▶ Instructions for the task
Reproduce the data below verbatim from the line containing "the white sneaker." through its final line, and produce nothing more.

Records of labeled points
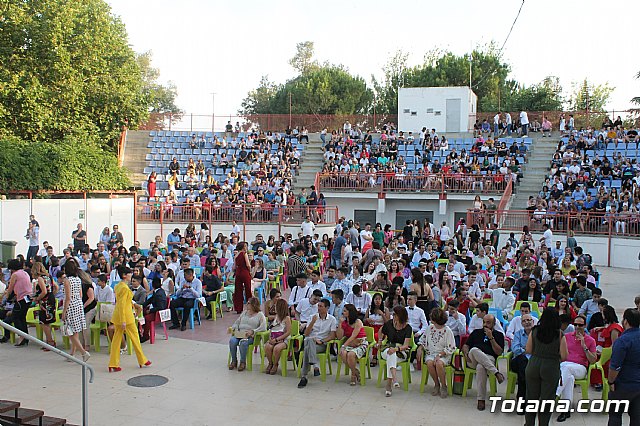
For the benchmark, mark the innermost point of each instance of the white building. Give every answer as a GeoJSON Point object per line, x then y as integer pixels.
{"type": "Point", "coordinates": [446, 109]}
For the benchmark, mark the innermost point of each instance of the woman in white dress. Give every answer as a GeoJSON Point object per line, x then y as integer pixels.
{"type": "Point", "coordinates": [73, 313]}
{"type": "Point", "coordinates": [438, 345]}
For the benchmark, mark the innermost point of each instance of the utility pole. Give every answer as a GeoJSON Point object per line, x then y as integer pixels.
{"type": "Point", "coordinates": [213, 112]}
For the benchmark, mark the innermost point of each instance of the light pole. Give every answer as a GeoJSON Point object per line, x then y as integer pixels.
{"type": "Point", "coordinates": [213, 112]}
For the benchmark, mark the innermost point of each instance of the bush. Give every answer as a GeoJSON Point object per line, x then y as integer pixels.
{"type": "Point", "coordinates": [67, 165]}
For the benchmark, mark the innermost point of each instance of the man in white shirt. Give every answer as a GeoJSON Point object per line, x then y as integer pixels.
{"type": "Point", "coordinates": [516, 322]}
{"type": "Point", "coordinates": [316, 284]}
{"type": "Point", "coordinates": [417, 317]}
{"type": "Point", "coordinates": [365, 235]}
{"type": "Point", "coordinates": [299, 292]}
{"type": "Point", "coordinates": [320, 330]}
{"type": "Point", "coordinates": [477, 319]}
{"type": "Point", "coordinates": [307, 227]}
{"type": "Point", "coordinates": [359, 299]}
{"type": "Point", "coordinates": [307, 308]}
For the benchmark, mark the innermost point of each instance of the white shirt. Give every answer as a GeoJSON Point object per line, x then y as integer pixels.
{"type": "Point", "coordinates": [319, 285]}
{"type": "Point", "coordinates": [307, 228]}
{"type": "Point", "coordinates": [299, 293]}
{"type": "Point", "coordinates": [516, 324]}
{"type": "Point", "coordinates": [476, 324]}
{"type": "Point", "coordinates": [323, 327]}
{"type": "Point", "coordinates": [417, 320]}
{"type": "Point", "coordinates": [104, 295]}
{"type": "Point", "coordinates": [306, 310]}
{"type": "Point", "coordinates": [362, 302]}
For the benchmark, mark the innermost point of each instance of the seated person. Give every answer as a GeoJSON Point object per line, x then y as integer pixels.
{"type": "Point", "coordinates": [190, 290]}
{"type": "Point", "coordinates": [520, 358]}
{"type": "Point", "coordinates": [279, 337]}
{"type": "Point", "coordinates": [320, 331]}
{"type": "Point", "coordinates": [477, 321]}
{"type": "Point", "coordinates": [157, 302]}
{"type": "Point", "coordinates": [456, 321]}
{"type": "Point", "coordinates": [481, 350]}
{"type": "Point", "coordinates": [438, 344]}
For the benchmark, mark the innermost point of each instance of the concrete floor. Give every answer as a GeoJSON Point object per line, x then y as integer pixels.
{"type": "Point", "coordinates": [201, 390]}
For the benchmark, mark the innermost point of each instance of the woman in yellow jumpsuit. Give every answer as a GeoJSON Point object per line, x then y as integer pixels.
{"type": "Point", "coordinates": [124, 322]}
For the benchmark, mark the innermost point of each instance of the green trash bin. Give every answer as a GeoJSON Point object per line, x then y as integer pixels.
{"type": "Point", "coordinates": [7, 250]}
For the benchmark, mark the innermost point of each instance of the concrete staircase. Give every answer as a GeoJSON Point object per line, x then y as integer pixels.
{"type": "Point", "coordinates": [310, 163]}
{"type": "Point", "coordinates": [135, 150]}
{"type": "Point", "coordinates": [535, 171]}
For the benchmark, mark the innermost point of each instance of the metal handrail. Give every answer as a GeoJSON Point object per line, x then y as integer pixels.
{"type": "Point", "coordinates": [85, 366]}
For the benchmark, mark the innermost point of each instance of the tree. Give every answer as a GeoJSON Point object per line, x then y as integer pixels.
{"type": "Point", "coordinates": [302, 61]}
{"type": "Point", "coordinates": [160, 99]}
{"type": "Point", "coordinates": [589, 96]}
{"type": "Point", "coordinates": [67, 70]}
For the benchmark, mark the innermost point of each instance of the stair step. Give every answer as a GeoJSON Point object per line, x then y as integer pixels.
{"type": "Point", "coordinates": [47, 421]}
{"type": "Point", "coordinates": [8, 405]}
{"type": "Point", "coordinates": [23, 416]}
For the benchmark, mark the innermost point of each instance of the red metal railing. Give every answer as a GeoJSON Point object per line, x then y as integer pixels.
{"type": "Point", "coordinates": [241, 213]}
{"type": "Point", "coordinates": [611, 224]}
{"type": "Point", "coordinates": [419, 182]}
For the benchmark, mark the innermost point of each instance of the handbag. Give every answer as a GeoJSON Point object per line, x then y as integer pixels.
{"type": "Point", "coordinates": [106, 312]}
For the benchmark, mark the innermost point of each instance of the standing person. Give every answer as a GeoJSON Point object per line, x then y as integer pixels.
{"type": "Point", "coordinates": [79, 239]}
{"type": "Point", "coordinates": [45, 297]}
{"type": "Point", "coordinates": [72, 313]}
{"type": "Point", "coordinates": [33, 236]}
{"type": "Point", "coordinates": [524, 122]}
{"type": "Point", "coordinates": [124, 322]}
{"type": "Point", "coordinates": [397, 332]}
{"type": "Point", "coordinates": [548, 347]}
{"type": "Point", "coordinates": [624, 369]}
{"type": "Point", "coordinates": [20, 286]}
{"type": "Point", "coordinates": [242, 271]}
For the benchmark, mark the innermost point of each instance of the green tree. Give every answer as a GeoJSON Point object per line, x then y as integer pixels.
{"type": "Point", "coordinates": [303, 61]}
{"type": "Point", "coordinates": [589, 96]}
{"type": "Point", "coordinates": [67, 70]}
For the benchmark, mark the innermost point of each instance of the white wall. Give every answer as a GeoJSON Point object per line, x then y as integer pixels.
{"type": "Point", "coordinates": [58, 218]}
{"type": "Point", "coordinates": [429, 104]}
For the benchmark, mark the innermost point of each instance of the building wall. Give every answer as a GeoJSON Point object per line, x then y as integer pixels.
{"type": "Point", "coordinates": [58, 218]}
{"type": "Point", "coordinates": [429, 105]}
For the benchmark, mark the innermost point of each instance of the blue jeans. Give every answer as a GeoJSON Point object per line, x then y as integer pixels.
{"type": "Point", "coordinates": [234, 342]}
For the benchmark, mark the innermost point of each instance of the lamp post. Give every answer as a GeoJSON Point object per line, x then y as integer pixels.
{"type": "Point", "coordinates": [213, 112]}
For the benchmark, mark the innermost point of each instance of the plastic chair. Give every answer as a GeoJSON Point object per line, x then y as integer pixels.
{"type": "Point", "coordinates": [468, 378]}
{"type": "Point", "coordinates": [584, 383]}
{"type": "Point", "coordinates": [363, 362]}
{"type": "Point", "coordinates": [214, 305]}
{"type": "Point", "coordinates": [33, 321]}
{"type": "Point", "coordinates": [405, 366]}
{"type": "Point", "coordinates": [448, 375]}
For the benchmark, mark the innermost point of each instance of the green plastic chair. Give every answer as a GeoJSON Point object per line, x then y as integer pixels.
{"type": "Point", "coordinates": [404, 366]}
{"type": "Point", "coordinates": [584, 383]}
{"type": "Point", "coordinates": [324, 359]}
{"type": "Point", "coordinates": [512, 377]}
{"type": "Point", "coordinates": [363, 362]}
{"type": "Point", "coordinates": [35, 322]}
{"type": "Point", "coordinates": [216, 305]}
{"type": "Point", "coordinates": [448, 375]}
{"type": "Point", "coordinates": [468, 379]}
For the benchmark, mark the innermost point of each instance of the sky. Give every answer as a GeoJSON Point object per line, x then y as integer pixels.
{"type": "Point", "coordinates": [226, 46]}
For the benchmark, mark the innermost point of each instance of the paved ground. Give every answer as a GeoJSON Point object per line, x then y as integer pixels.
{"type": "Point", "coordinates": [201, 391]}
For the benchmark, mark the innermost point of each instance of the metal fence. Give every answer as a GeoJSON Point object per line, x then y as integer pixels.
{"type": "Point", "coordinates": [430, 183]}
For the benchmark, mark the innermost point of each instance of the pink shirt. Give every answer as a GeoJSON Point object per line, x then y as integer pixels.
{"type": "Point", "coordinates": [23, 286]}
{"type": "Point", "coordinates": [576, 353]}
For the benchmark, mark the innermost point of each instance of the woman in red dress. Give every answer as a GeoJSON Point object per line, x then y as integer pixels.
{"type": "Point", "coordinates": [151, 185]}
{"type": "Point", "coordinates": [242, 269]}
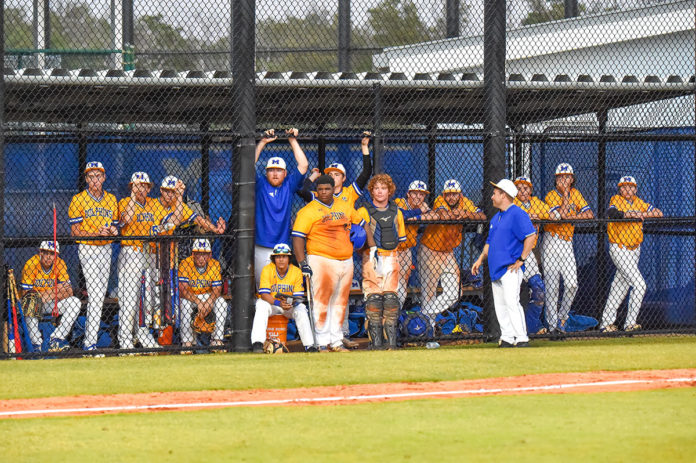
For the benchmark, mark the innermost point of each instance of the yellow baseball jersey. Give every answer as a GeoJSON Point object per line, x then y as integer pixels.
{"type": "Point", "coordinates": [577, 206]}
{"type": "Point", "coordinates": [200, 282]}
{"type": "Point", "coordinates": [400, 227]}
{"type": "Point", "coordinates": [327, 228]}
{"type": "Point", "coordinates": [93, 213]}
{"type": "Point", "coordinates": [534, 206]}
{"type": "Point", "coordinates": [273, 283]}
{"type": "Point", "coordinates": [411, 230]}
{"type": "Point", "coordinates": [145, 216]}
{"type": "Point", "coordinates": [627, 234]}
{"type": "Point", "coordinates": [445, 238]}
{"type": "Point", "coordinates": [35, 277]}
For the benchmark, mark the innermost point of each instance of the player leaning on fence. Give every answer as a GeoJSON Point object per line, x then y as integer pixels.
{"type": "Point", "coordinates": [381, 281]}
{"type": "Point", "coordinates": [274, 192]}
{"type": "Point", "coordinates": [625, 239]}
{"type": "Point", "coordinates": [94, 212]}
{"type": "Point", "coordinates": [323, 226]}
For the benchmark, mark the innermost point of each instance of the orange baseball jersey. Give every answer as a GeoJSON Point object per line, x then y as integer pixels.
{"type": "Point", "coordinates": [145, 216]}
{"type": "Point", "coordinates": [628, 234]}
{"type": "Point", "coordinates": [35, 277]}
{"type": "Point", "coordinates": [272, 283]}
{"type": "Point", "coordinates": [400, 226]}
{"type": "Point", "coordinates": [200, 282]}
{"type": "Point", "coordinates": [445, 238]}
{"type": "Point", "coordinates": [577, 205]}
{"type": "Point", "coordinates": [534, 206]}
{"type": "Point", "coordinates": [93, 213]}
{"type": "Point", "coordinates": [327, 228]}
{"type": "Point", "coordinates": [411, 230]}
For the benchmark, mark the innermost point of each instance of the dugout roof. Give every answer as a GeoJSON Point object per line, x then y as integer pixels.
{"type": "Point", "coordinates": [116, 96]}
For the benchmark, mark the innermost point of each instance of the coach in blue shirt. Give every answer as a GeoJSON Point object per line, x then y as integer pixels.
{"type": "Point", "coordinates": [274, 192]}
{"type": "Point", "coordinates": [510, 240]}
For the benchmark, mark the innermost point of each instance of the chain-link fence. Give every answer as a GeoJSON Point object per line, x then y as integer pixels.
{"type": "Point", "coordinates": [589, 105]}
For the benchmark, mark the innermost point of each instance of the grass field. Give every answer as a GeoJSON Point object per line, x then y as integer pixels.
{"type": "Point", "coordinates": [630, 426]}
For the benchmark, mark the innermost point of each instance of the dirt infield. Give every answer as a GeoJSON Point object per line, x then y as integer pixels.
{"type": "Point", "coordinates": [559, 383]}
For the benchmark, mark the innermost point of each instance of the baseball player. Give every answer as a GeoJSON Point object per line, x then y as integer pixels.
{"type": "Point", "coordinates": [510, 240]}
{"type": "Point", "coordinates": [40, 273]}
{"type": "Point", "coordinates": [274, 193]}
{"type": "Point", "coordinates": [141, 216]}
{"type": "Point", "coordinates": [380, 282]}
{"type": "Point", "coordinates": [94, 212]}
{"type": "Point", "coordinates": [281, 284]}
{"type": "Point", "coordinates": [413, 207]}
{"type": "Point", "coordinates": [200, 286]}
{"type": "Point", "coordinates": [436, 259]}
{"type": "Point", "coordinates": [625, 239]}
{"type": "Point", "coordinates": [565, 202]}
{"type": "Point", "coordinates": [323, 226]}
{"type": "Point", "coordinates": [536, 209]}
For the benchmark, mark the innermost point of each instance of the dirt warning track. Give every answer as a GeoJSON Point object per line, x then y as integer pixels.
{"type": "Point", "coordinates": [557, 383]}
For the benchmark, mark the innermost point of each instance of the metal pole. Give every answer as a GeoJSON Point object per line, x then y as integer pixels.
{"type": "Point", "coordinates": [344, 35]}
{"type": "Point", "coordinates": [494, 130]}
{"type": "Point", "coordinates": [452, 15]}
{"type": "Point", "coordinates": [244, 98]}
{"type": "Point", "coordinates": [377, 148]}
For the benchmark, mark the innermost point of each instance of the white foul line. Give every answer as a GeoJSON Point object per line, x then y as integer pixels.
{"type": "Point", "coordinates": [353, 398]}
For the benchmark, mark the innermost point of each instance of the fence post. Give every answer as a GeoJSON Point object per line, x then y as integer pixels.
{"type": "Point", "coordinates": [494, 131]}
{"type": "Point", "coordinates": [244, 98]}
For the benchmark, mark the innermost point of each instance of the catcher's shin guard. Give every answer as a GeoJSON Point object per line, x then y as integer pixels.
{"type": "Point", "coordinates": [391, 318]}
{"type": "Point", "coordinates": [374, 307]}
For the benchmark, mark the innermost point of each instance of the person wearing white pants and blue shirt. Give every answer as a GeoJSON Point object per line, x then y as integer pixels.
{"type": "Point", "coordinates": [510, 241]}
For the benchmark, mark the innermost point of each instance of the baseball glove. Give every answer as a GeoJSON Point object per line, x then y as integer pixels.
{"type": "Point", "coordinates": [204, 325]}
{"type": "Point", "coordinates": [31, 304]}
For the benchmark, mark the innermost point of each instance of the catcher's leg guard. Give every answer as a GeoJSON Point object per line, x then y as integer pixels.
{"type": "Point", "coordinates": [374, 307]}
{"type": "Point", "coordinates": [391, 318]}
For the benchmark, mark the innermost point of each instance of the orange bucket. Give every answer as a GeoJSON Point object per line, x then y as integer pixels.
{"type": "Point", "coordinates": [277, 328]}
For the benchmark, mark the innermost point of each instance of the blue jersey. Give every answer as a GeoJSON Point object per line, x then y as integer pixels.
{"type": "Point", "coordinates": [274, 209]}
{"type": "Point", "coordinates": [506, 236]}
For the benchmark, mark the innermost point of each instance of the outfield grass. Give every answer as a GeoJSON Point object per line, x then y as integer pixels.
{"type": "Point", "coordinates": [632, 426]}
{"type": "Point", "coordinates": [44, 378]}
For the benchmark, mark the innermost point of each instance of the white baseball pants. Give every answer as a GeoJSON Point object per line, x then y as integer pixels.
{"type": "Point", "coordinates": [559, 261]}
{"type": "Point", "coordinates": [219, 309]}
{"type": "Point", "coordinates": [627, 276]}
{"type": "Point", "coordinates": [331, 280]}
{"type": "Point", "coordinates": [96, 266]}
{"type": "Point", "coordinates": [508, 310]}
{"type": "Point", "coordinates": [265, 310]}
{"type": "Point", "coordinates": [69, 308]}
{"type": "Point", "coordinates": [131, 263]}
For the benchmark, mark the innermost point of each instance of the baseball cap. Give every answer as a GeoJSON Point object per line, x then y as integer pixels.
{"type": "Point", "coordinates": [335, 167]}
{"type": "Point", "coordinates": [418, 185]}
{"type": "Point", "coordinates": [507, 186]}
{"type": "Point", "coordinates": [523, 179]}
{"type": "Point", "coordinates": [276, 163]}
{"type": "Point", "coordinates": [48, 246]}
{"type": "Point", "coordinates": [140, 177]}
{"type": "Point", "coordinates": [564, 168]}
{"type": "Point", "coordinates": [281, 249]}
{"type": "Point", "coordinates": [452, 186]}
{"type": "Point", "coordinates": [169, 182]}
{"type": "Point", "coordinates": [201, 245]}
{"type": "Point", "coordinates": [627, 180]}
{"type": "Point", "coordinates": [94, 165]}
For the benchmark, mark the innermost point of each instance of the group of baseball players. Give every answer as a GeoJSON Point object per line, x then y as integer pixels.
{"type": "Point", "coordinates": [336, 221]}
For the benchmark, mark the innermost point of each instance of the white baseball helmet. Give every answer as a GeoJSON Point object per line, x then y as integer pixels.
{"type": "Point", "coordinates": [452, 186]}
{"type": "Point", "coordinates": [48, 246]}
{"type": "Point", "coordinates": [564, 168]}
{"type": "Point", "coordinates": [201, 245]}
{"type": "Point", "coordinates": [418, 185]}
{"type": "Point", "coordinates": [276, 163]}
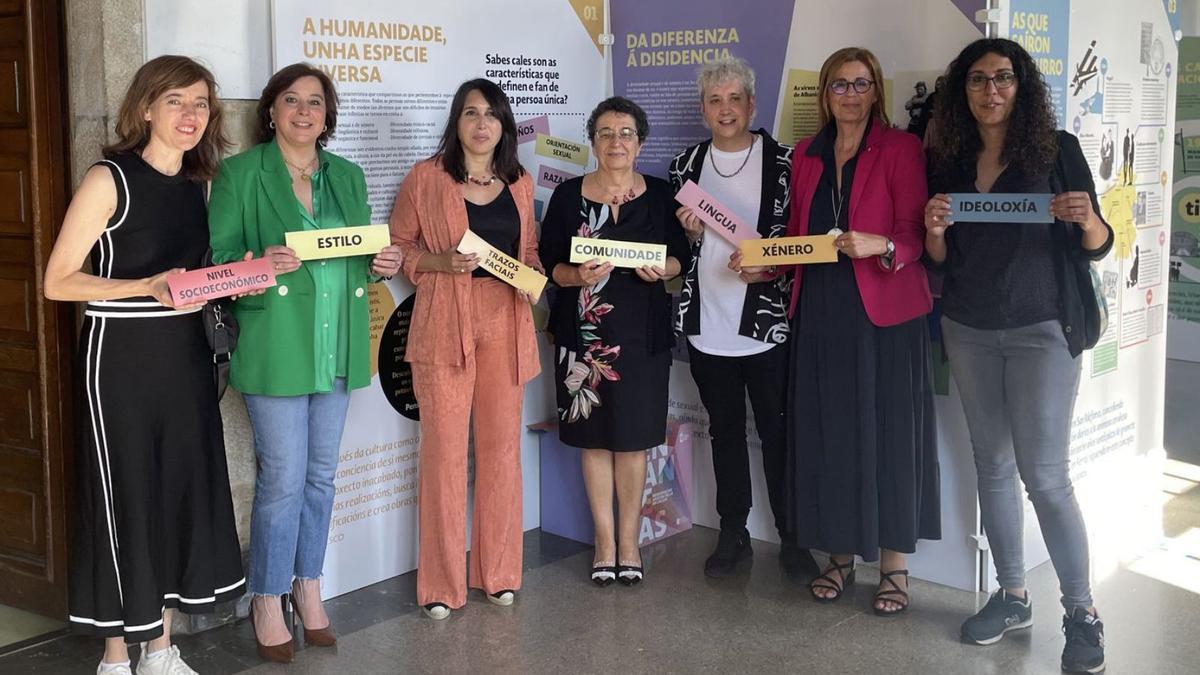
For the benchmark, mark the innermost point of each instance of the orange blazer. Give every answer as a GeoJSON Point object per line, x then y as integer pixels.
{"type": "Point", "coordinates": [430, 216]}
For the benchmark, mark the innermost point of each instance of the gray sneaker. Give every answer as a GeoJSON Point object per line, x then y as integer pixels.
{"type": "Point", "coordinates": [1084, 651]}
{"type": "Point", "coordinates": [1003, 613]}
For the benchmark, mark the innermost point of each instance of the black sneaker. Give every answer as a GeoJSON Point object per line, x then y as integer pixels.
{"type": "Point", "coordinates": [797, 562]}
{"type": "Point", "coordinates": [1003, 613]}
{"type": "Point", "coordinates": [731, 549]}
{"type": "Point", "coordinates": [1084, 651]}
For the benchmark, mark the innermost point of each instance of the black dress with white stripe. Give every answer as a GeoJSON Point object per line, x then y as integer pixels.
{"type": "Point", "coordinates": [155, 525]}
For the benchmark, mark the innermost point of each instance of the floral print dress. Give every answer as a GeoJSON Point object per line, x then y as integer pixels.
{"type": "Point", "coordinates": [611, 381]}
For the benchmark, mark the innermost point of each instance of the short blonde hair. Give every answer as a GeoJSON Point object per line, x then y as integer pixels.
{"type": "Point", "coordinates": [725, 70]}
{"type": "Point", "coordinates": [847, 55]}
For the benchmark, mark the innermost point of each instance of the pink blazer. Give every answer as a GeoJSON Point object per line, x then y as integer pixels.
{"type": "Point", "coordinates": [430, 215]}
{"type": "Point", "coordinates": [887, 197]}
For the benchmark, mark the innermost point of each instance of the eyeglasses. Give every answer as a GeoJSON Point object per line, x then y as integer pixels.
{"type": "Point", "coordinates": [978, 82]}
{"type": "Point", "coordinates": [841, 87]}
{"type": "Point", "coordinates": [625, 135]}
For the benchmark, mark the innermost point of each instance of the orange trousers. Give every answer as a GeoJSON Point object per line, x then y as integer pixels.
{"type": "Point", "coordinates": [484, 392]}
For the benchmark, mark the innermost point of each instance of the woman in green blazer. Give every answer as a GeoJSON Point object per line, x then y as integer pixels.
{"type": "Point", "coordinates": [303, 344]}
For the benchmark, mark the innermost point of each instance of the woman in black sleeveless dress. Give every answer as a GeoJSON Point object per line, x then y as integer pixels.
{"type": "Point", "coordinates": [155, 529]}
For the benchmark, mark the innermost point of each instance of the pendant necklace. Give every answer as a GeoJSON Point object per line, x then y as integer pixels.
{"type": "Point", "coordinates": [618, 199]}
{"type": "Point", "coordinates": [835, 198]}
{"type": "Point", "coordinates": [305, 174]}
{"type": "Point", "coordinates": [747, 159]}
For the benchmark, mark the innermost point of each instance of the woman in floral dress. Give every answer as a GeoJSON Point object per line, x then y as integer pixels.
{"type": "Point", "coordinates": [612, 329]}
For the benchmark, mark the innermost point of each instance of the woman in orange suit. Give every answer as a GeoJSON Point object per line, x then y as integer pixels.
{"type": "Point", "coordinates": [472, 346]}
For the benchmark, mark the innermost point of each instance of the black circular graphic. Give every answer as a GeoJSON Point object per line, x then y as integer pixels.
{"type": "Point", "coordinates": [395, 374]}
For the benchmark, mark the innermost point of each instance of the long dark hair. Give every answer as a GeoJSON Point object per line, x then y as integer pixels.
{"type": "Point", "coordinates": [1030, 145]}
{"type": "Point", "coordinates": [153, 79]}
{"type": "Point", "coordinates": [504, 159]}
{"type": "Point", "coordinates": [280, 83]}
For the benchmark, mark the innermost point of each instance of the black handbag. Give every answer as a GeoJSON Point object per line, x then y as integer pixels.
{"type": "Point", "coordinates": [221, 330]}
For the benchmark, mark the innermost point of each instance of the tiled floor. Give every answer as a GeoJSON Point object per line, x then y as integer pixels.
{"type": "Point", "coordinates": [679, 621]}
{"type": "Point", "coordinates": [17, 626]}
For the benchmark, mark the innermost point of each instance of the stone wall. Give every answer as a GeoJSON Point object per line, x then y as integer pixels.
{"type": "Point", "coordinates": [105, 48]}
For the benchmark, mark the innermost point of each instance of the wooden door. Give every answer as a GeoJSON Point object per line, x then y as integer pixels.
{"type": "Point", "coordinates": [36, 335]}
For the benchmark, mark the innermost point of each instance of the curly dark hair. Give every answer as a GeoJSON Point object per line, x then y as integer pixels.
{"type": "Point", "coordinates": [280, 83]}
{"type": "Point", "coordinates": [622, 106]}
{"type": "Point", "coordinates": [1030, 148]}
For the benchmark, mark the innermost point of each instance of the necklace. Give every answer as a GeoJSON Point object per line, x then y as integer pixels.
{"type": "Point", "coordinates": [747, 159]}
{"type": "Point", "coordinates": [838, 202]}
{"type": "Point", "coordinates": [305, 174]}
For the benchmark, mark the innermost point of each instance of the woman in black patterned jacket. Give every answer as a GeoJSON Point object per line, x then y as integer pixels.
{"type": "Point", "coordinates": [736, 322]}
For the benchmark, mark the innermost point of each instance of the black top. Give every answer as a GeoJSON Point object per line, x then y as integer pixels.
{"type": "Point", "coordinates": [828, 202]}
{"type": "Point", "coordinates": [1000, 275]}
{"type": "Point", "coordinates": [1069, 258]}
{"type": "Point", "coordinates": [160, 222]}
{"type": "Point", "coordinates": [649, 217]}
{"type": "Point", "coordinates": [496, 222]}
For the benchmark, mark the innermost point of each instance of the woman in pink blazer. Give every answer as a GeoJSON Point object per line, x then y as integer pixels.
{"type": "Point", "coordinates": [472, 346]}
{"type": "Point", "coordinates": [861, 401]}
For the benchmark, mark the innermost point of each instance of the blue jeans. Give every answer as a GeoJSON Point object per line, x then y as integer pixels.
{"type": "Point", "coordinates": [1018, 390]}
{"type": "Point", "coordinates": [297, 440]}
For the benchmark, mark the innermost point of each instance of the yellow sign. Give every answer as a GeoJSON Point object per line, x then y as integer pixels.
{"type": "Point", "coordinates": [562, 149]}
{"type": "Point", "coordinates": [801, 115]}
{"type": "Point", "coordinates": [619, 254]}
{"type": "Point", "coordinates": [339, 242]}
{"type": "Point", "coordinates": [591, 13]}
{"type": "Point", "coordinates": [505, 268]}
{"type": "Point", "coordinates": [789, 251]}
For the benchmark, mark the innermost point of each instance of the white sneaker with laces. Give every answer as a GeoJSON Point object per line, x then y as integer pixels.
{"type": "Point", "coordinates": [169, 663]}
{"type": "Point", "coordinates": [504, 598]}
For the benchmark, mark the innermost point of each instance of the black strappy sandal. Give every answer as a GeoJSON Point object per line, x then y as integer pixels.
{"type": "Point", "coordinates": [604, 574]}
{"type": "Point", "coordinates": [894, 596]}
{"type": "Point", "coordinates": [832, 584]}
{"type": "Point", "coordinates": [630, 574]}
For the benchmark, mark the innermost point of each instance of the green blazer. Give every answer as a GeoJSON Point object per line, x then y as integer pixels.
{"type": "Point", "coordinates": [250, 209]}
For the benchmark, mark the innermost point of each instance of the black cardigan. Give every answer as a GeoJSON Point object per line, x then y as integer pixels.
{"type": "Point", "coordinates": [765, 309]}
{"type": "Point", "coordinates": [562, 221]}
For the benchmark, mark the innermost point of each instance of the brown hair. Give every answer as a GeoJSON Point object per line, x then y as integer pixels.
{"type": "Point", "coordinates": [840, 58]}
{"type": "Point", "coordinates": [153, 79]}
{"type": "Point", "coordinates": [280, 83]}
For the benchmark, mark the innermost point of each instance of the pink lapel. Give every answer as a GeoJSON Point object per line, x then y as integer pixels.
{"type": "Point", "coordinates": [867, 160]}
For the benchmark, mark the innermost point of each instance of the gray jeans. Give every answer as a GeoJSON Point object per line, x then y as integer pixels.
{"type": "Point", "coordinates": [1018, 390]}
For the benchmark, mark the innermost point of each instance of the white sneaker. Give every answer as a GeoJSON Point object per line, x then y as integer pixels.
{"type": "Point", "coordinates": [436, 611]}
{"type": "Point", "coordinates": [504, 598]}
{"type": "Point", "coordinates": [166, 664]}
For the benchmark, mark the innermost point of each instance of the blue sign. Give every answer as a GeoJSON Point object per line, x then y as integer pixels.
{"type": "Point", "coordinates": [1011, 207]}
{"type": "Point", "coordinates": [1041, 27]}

▶ Answer to the exercise
For the benchmark, mark the innermost point of each instance of the white sneaker. Give every answer as a GeoJSON Point object per line, x then y as integer pixels.
{"type": "Point", "coordinates": [436, 611]}
{"type": "Point", "coordinates": [504, 598]}
{"type": "Point", "coordinates": [166, 664]}
For the benchmark, mark the innermost point of each instance of the blue sign. Give every answer as a GeoJSON Point object per line, x then y as integer pixels.
{"type": "Point", "coordinates": [1011, 207]}
{"type": "Point", "coordinates": [1041, 27]}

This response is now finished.